[DIRECTION]
Render every line of the records below as a JSON list of strings, one string per line, with blank lines and the pictures left out.

— START EXTRACTED INFORMATION —

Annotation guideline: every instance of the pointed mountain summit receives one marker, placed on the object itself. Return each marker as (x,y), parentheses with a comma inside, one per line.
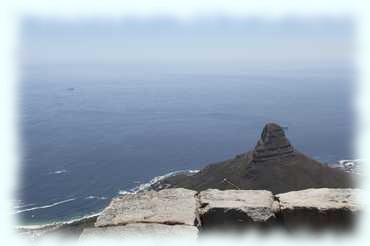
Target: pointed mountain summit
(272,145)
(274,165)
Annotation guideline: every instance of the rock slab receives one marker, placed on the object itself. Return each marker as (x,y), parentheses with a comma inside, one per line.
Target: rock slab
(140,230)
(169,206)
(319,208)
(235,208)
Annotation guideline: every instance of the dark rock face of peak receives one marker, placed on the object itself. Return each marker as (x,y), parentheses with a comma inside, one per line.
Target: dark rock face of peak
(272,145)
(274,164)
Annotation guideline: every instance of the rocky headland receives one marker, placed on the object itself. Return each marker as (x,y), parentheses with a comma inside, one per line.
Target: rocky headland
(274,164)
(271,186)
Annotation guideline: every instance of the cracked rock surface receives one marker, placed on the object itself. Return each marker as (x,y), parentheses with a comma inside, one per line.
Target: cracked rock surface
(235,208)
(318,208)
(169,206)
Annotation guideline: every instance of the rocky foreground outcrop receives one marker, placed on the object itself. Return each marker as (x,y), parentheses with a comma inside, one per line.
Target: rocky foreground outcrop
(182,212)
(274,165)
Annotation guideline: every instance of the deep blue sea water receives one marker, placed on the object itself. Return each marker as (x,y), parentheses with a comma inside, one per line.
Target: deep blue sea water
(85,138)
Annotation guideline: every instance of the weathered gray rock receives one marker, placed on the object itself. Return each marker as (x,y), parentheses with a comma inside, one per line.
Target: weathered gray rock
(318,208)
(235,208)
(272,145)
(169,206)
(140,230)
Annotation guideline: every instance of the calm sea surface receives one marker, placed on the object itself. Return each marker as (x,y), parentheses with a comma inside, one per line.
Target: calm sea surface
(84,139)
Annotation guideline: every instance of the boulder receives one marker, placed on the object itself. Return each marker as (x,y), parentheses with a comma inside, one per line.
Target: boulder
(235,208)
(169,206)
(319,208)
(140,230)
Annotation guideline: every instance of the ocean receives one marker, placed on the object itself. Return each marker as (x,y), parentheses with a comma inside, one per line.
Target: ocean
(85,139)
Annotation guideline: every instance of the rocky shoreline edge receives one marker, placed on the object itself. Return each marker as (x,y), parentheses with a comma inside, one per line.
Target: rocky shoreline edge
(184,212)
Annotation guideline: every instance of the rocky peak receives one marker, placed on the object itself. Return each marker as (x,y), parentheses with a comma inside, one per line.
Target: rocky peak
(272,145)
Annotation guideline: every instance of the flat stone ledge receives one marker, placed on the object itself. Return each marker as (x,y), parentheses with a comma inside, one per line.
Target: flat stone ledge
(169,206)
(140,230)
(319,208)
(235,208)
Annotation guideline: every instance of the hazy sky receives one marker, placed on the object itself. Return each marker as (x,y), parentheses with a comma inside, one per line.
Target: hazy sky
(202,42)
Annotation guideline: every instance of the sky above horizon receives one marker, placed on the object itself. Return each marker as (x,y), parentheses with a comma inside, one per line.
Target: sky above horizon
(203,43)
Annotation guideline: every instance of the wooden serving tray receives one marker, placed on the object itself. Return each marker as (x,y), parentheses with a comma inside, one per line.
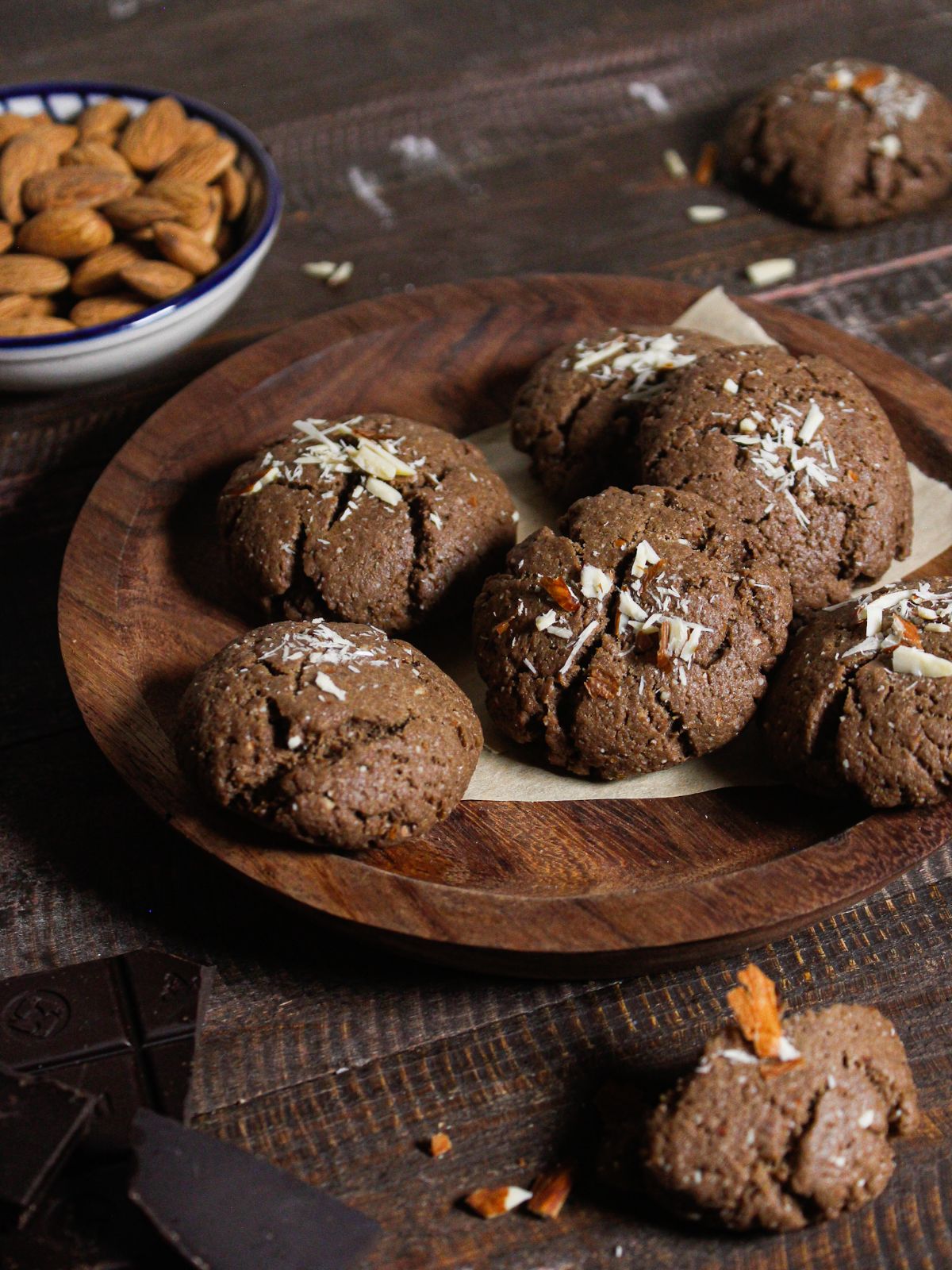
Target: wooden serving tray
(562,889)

— END EXTRACTED INFORMATION —

[THE RESPONSE]
[
  "Annotation guideline: every instance of the pointed mountain summit receives one marker, placed on the object itself. Return each marker as (x,y), parentheses with a comma inside, one per line.",
  "Target: pointed mountain summit",
  "(272,145)",
  "(274,165)",
  "Annotation guideline: every instance of the rock slab receives one marker, placed on the object itself. Return each marker as (x,y), parentheses with a comma inside, one per line.",
  "Target: rock slab",
  "(140,230)",
  "(169,206)",
  "(319,208)",
  "(235,208)",
  "Annotation guideline: every instance of the dark rock face of peak receives one marker, placed on the object itself. Return each marker as (x,y), parentheses with a comma inside, one per line.",
  "Target: dark rock face of peak",
  "(272,145)",
  "(274,164)",
  "Annotation guideline: every instance of the rocky headland receives one marker, placed on the object itself. Return each marker as (x,y), parentheses with a comma inside, one per line.",
  "Target: rocky headland",
  "(274,164)",
  "(271,186)",
  "Annotation guideline: every instance of the cracked rock surface receives one marker, placed on the object itself. Return each marker as (x,y), parentheses with a comma inside, one per line.",
  "Target: cracked rock surface",
  "(235,208)",
  "(318,208)",
  "(169,206)",
  "Annotation guideline: every instance of the rocky foreground outcrop receives one marker, placed on the object itself. Return each marker as (x,y), parentheses with a comma inside, one per line.",
  "Target: rocky foreground outcrop",
  "(182,212)",
  "(274,165)",
  "Annotation guideline: every instance of the deep blue sea water receives one marker, placed on the object itself. Return each marker as (x,y), parentheses with a comma inside, one per line.",
  "Target: deep blue sea water",
  "(85,138)",
  "Annotation guideline: every instance of the weathered gray rock receives one marker, placed on the object itself. Return each marker as (x,y), parentheses with a comma inside, one per line.",
  "Target: weathered gray rock",
  "(318,208)",
  "(235,208)",
  "(272,145)",
  "(169,206)",
  "(140,230)",
  "Annotation guideline: every instance of the calm sea surface receives one marker, placed on the object itself. Return each marker as (x,y), parentheses with a comma inside, one per line.",
  "Target: calm sea surface",
  "(84,139)",
  "Annotation guideline: every instance of the boulder receives one marker, placed on the object itself. Return each marker as (x,y), parentheses with a comma inside, one per line.",
  "Target: boulder",
  "(235,208)",
  "(169,206)",
  "(319,208)",
  "(140,230)",
  "Annotation guideline: every instance of the ocean receives one marker, placed on the object itself. Return each marker as (x,y), parentheses with a comma inside, one per line.",
  "Target: ocean",
  "(85,139)",
  "Annotation guideline: every instance of the rocky shoreline edge receives one marker, placed on the object itself. Return each marker as (x,y), parentheses with a comma inside, one per line.",
  "Target: rocky shoreline edge",
  "(184,212)",
  "Annotation guideline: every instance of the rocky peak receives one marker, placed on the object itself. Return each marker as (x,y), parentheses with a comma inside, one per line.",
  "Target: rocky peak",
  "(272,145)",
  "Annotation guideline: every instance of the flat stone ledge receives one marker, placed on the object itself. Return each marker as (x,y), parentheses with a comma inside, one per line.",
  "Target: flat stone ledge",
  "(169,206)",
  "(140,230)",
  "(319,208)",
  "(235,208)",
  "Annotation guideline: every instance of the hazy sky receives one marker, placed on the object itself. Return each marker as (x,y), parentheses with a comma inside, one per line.",
  "Target: hazy sky",
  "(202,42)",
  "Annotation guideline: every instance of the sky above horizon receives one marker, placed on the object itself. Return each marker as (x,y), parentheses with a comma inside, one per line.",
  "Target: sky above horizon",
  "(203,43)",
  "Annotation guideline: every instance of the wooden serving tray receives one marker, placed on the object itself. Return each marker as (x,y), parentheses with a comma inside, one per line.",
  "Target: wooden serving tray",
  "(562,889)"
]